▶ What to work on: The lines to return are those from the line holding "Please tag the aerial" through the last line of the entries below, both included, written exactly and without pictures.

[The data Boundary: Start]

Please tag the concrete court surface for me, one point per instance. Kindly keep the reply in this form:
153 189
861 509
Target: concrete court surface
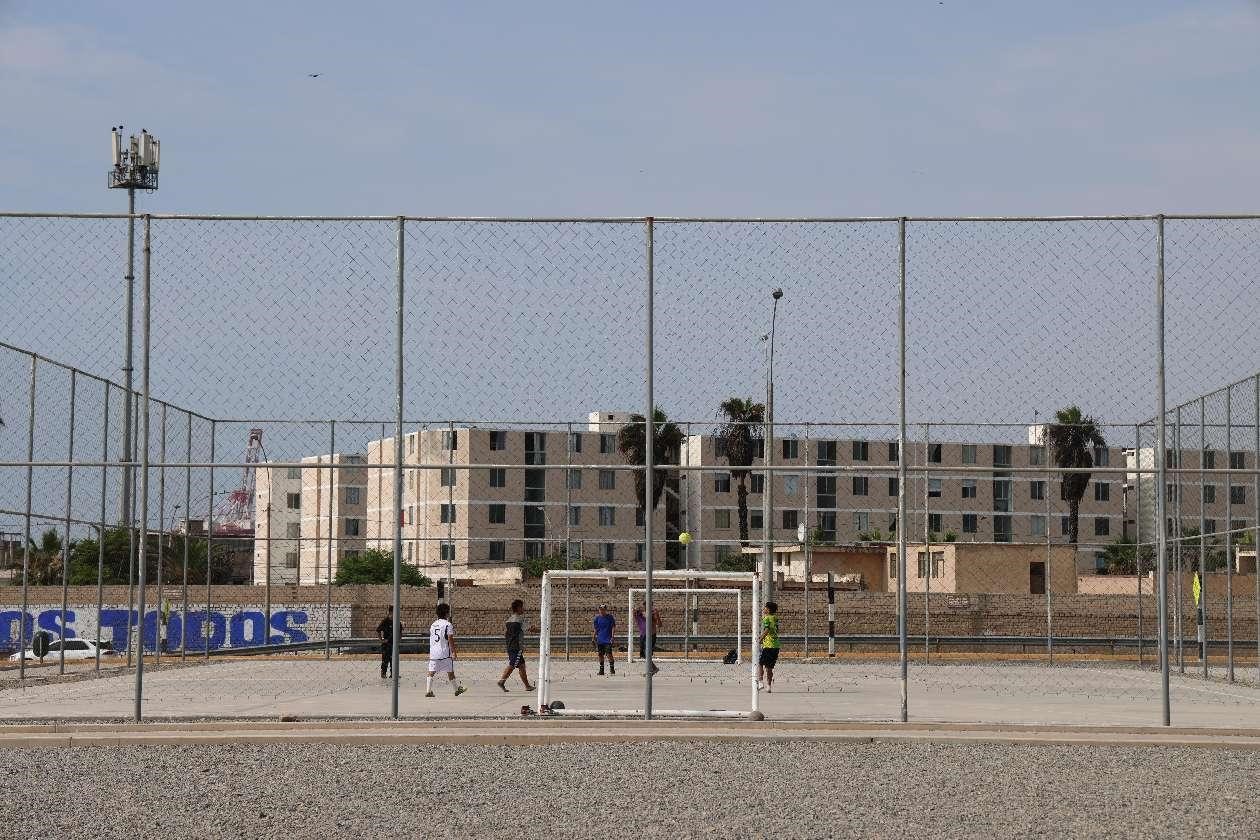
997 693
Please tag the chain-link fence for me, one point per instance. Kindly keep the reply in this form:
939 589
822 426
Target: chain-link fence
935 447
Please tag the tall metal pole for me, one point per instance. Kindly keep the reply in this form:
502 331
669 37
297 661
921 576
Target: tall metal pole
100 537
396 634
144 480
25 540
1161 474
901 472
66 530
649 465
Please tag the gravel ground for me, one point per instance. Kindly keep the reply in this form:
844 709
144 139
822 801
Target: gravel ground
664 790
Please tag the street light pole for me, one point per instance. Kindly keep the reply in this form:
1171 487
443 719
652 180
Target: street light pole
767 494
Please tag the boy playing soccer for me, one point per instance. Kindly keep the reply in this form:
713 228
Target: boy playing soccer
769 642
602 635
441 651
514 637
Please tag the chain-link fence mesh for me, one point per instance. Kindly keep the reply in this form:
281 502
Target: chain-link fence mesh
1032 532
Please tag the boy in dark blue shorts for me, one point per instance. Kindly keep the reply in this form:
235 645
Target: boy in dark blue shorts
604 627
514 639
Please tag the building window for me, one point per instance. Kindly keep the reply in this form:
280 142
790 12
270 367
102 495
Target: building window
1001 456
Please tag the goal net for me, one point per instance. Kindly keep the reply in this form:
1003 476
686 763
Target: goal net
704 663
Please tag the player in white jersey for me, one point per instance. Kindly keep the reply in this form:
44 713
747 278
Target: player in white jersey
441 651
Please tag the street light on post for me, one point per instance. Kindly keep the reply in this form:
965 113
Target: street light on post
767 495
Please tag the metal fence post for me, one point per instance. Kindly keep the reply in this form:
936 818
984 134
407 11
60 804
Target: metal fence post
66 530
143 562
397 471
649 464
1161 474
25 542
901 474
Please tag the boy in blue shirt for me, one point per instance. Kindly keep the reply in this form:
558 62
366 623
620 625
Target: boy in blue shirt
604 627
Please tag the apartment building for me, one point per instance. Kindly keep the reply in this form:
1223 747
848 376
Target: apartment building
502 499
292 513
858 501
1220 501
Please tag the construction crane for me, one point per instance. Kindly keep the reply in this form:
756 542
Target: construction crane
234 516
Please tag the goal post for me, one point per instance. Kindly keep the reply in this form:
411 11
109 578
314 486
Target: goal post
672 689
691 598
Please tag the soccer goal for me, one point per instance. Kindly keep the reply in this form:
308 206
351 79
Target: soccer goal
691 636
703 686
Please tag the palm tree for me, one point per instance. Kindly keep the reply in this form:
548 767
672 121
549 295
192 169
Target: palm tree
738 436
1071 438
633 445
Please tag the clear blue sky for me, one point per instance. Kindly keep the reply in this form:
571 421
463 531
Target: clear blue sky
629 108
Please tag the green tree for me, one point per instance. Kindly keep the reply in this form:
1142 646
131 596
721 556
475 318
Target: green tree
374 566
1071 438
737 437
665 443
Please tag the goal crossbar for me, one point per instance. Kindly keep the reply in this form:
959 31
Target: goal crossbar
688 593
733 581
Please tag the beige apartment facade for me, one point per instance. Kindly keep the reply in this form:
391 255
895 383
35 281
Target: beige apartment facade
858 503
507 494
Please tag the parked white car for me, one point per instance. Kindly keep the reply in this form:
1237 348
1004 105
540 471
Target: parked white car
76 650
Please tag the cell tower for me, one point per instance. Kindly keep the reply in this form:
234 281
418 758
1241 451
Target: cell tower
236 514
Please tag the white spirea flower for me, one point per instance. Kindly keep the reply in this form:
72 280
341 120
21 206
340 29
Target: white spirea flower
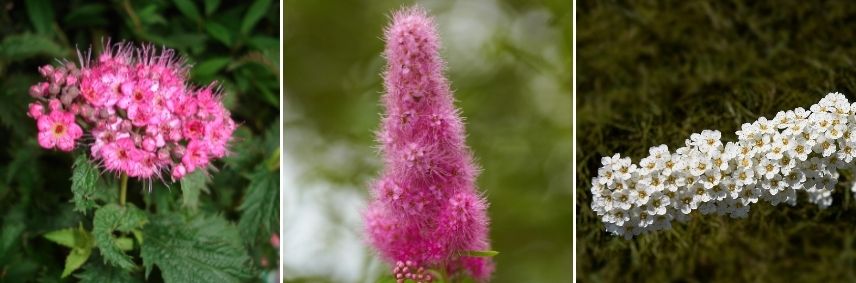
772 160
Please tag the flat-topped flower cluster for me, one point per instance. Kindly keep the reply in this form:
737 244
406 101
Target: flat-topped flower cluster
772 160
143 117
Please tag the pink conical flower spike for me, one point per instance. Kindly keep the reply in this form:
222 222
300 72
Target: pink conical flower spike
425 210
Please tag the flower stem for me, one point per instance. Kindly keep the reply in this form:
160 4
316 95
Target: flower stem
123 189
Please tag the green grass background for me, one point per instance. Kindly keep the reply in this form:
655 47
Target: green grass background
653 73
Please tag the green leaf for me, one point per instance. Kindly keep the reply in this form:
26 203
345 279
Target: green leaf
24 46
84 178
114 218
204 249
211 6
481 253
97 272
210 67
80 242
256 11
10 235
75 259
125 243
219 32
260 209
188 9
191 185
64 237
41 15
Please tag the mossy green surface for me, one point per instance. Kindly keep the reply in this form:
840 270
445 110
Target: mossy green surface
653 73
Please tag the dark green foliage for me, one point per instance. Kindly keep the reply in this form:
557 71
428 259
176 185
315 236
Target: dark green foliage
46 192
653 72
84 179
191 186
260 208
113 218
201 249
96 271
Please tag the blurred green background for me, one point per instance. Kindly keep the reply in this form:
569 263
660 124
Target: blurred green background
235 43
509 63
653 72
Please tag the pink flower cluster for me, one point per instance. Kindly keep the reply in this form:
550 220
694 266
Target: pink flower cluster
135 103
425 206
409 270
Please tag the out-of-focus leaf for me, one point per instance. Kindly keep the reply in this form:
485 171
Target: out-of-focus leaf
189 9
10 235
264 42
24 46
256 11
80 242
76 258
84 178
111 218
149 15
260 209
191 185
211 6
219 32
64 237
204 249
91 14
210 66
97 272
41 15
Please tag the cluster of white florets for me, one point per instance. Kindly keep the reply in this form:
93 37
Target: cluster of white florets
798 150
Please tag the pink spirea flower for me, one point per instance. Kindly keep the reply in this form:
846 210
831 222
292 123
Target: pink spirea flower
135 102
58 129
425 206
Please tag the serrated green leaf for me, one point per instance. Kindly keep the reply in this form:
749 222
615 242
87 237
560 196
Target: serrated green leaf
41 15
219 32
481 253
76 258
204 249
191 185
84 179
111 218
210 66
125 243
256 11
24 46
64 237
211 6
97 272
188 8
260 208
9 236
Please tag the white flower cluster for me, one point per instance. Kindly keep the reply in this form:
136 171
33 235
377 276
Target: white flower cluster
798 150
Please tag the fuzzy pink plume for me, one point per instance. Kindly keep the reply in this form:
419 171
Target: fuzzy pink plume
425 209
135 104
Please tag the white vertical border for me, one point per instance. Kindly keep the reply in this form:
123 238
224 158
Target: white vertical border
574 135
281 130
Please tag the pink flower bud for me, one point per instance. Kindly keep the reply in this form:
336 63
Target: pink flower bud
36 110
149 144
54 104
178 172
46 70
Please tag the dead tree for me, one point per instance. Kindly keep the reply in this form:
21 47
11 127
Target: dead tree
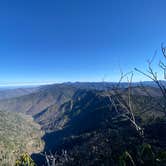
152 75
124 101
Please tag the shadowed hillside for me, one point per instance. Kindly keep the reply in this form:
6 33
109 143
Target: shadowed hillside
18 134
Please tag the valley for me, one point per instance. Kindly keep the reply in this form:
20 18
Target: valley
83 120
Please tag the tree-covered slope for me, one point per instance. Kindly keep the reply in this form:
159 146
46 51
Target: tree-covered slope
18 134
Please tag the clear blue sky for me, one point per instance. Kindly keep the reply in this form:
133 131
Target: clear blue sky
77 40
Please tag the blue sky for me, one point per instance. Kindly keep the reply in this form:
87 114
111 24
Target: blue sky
77 40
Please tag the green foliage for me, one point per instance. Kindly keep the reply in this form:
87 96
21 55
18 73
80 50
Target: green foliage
25 160
126 160
147 155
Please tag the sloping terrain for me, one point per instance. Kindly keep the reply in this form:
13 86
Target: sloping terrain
18 134
86 123
38 101
17 92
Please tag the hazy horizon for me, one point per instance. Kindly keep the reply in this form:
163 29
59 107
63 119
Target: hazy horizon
78 41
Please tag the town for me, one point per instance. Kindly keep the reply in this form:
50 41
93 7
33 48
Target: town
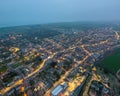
59 65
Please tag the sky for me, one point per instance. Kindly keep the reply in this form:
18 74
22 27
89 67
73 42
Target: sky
25 12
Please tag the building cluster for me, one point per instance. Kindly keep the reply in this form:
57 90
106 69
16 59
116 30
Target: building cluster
58 65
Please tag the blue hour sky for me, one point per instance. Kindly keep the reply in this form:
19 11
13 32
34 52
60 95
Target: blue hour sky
25 12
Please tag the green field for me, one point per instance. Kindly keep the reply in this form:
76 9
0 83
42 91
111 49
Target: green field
112 62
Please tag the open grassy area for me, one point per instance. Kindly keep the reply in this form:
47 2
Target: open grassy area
112 62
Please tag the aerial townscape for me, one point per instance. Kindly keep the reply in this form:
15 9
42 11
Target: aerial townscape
60 59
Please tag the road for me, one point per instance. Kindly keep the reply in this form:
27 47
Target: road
19 82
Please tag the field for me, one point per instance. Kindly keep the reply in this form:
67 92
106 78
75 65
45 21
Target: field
112 62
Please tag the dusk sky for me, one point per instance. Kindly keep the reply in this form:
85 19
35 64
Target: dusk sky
25 12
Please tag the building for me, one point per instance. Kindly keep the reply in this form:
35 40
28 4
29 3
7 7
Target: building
59 90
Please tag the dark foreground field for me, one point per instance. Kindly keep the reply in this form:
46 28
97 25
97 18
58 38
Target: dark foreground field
112 62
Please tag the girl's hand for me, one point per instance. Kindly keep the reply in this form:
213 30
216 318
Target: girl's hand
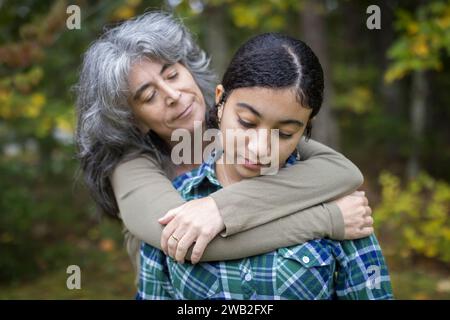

[The data Boundary: End]

▶ Answer section:
Please tag the aerial townscape for me, one point per instance. Kindly keep the reply in this form:
15 9
42 11
Target: aerial townscape
60 59
Please tag the road for me, one point per instance. Kindly keep the reply in this form:
27 47
Target: road
19 82
Please tag the field for me, one point per instance. Kindly keep the reply in this form:
67 92
106 78
75 65
45 21
Target: field
112 62
Please tag the dusk sky for me, one point per instance. Kindly keep the reply in this form:
85 19
35 64
Target: dusk sky
25 12
Please tag the building for me, one point per instance. Kindly keep the reply in this form:
35 40
28 4
29 3
7 7
Target: building
59 90
Please tag the dark foreground field for me, one point per instance. Kindly keep the reply in this form:
46 28
97 25
97 18
58 38
Target: dark foreground field
112 62
Please tag the girl's hand for me, one point per instance. Kindly keep the reply in this form:
213 30
216 318
Target: girl's hand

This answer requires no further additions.